Task prompt: Give back only the lines from the one with "on cable on this photo." through the last line of the data, exactly as they appear.

Data provided:
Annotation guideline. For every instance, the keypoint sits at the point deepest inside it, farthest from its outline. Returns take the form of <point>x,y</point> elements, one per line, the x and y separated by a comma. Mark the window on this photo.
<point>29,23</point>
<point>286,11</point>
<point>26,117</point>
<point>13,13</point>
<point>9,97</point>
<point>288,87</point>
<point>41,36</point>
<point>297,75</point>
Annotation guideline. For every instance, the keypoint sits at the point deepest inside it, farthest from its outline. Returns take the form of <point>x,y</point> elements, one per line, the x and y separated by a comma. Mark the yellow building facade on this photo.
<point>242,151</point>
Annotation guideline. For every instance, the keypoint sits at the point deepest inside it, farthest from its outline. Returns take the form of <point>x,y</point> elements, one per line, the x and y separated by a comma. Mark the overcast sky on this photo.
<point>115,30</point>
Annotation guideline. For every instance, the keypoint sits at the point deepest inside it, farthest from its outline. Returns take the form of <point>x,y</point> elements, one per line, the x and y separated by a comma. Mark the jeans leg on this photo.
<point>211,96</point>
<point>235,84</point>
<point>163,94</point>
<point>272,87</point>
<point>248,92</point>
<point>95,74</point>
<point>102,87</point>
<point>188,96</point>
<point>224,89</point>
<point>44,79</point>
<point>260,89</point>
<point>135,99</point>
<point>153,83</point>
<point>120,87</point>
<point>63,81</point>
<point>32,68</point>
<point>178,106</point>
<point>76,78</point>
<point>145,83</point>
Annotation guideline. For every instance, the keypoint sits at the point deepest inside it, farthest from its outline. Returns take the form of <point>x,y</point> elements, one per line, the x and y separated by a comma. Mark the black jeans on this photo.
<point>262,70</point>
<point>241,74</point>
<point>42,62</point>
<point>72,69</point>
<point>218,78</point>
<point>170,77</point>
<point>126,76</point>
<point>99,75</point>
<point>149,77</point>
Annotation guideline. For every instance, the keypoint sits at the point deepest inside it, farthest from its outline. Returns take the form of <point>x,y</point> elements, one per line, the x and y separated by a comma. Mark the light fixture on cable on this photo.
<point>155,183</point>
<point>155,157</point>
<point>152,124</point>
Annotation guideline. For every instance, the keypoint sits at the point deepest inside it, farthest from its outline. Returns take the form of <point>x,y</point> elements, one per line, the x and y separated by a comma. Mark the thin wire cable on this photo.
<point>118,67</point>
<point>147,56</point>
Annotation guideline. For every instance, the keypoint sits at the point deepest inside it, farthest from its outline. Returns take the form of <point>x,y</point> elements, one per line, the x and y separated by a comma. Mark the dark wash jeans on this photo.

Final answer:
Annotation guideline. For every instance, the keypoint sits at the point deepest inside it, farthest from its outline. Returns take the form of <point>x,y</point> elements, one per line, the x and y separated by a comma. Mark the light fixture on cable on this photo.
<point>155,183</point>
<point>155,157</point>
<point>152,124</point>
Annotation guideline. For every instance, the keypoint sits at the point deepest inside it, farthest from its outline. Returns take the form of <point>x,y</point> elements, one per line, the x and y separated by a comma. Mark the thin wire cable on this photo.
<point>118,67</point>
<point>147,56</point>
Annotation guideline. For every instance, the keypoint sits at the point deepest inside it, farthest from its outline. Returns take the form of <point>x,y</point> elements, one per line, the x and y separated by a comma. Mark the dark wash jeans on this photo.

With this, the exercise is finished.